→ **Provided data**

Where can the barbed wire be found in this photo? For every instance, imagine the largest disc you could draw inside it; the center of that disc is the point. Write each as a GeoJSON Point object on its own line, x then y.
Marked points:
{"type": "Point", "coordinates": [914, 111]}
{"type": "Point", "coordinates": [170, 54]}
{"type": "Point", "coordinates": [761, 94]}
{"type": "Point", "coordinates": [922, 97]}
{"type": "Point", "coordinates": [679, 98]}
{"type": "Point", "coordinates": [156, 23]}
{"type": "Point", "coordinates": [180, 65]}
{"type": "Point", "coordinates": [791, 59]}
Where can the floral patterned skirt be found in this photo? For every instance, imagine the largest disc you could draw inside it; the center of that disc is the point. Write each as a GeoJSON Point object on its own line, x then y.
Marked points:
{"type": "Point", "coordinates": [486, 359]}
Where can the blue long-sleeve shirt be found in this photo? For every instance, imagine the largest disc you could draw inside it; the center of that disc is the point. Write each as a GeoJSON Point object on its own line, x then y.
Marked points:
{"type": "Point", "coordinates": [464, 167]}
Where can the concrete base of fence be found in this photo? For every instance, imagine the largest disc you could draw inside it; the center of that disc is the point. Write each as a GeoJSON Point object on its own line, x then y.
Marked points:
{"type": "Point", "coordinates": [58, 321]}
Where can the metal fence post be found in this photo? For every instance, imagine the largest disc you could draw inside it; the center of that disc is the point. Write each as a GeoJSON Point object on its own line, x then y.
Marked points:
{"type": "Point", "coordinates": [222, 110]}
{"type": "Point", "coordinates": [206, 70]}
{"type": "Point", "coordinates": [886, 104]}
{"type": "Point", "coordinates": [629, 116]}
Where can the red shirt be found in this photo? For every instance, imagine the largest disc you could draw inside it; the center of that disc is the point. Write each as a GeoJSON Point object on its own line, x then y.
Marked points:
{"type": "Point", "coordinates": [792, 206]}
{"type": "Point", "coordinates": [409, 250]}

→ **What you have to do**
Only a number is required here: the count of lines in these entries that hold "instance".

→ **Task response**
6